• TEKS HASIL EKSTRAKSI
Up Date Seleksi Pemilihan PRESI (Presenter Edukasi) Anti-Doping

Terobosan IADO untuk mencetak edukator anti-doping yang lebih profesional. Sumber: IADO.

Jakarta, 18 April 2024

Sebagaimana sudah teragendakan dalam jadwal pelaksanaan seleksi pemilihan PRESI (Presenter Edukasi) Anti-Doping, yang diadakan oleh IADO untuk pertama kalinya dalam sejarah keberadaan LADI (Lembaga Anti-Doping Indonesia yang lahir  tahun 2006 yang kemudian berganti nama menjadi IADO pada bulan Februari 2022), maka proses seleksi baru saja menyelesaikan tahap wawancara terhadap 40 calon secara virtual yang berlangsung secara bertahap dan terpisah pada tanggal 1 s/d. 4 April 2024. Para pewawancara adalah Tim Penyusun PRESI yang terdiri dari sejumlah Guru Besar bidang Keolahragaan, tenaga medis, tenaga pengajar perguruan tinggi lainnya di luar Guru Besar, pakar keolahragaan, Pimpinan IADO dan lain sebagainya. Sedangkan para calon yang diwawancarai ini merupakan hasil seleksi administrasi dari total 278 pendaftar yang menyampaikan permohonan pendaftarannya melalui aplikasi yang sudah disediakan oleh Tim Penyusunan PRESI hingga batas akhir pendaftaran tanggal 11 Maret 2024. Seluruh calon tersebut kemudian diseleksi administrasi berdasarkan seluruh persyaratan dokumen yang telah dikirimkan.
 
Menelusuri dari data para pendaftar PRESI tersebut, sangat beragam asal, latar belakang dan profesinya. Sebagian besar berasal dari Jawa Barat, kemudian disusul dari DKI Jakarta, dari Jawa Tengah, dari keseluruhan Sumatera, dari Jawa Timur, dan dari berbagai daerah lainnya termasuk dari Kalimantan, Banten, Bali, NTB, NTT, Sulawesi dan Maluku. Mereka itu ada yang berprofesi sebagai dosen di perguruan tinggi, pelatih cabang olahraga, dokter / tim medis hingga atlet aktif dan mantan atlet. Seandainya terpilih, mereka itu tidak perlu melepaskan profesi keseharian pekerjaan yang telah ditekuninya selama ini dan dapat tetap bertempat tinggal di wilayah asal masing-masing. Hal ini penting untuk diketahui, karena kegiatan PRESI sifatnya hanya insidentil dan tidak dilakukan setiap hari atau tidak juga setiap minggu, dan keberadaan mereka di antaranya adalah untuk mendukung  tenaga edukator yang dimiliki IADO yang faktanya masih sangat minim selama ini. Sebagai perbandingan, IADO saat ini sudah memiliki 49 DCO (Doping Control Officer) dan 10 BCO (Blood Control Officer), yang bertugas untuk mengambil sampel urin maupun darah baik saat ICT (In Competition Testing) maupun OOCT (Out of Competition Testing). Mereka ini dalam kesehariannya, masih berprofesi sebagai dokter, dosen, ASN Pemda, pegawai kantor swasta dan lain sebagainya. Hanya saja, untuk rekruitmen PRESI ini, baik DCO maupun BCO tidak diizinkan untuk mendaftar, karena terkait dengan code of conduct dalam penugasan.

• BAHAN YANG DISEDIAKAN

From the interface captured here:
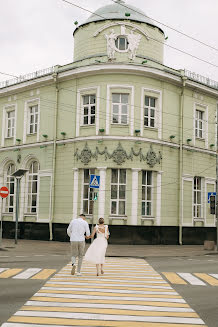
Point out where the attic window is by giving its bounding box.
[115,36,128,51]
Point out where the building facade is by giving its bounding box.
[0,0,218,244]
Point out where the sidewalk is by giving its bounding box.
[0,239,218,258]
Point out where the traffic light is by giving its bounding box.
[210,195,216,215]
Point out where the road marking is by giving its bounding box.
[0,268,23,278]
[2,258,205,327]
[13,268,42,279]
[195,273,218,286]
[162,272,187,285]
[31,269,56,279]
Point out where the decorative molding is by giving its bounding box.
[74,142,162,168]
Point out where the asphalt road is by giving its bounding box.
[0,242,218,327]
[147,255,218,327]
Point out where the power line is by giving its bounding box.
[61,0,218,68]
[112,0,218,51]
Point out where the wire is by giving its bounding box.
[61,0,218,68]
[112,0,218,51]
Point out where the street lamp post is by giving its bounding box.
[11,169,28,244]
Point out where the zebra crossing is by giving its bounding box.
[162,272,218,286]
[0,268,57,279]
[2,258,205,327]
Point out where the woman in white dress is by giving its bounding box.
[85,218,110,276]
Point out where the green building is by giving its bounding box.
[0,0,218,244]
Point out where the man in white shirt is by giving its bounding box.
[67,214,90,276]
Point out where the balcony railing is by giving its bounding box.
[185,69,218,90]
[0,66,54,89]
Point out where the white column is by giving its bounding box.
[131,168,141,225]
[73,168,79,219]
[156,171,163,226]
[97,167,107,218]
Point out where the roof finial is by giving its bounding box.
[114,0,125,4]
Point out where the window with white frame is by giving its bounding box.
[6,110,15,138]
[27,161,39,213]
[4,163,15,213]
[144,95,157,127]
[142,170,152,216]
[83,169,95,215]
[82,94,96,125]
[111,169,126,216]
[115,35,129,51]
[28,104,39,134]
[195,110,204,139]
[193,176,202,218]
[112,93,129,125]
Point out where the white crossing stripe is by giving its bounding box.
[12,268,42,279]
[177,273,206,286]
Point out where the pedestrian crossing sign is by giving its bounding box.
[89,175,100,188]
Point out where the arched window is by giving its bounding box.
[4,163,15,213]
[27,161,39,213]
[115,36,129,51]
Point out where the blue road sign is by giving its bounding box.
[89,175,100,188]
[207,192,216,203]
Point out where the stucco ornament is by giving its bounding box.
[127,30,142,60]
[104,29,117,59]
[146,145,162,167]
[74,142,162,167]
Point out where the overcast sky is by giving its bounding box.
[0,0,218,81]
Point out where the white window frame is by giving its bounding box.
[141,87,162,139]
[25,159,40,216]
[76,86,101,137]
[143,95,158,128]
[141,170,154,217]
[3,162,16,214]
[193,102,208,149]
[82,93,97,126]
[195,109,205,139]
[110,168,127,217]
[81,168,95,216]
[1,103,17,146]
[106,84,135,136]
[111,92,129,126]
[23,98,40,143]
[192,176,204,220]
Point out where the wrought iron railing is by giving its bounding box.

---

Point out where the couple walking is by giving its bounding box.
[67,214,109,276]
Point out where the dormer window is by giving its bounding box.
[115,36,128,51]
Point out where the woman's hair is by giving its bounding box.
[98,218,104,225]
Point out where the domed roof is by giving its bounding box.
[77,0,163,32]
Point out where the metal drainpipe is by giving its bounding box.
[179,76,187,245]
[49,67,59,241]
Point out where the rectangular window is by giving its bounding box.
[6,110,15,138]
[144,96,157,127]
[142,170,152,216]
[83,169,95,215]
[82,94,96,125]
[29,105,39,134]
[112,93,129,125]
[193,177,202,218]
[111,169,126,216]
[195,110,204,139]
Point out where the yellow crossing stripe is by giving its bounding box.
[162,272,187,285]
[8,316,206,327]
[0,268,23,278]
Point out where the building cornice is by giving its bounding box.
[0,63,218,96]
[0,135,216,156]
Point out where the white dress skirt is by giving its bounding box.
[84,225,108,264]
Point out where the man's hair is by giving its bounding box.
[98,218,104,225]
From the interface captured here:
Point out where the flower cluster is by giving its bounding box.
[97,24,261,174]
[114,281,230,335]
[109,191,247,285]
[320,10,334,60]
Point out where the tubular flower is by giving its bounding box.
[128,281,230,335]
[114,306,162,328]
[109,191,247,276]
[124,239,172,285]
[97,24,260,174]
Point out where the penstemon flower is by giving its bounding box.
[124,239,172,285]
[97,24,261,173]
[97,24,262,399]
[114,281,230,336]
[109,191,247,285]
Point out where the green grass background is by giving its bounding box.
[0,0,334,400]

• SASARAN TUGAS
**1.** Tulis kembali bagian teks seleksi PRESI yang dimulai pada "Up Date Seleksi" dan berakhir pada "yang lebih profesional. Sumber: IADO.", dengan menukar "edukator" menjadi "pendidik".
**2.** Sebutkan semua profesi para pendaftar PRESI menurut teks seleksi PRESI.
Kerjakan hanya berdasarkan teks.

• DAFTAR JAWABAN
**1.**
Up Date Seleksi Pemilihan PRESI (Presenter Edukasi) Anti-Doping

Terobosan IADO untuk mencetak pendidik anti-doping yang lebih profesional. Sumber: IADO.

**2.**
- dosen di perguruan tinggi
- pelatih cabang olahraga
- dokter / tim medis
- atlet aktif
- mantan atlet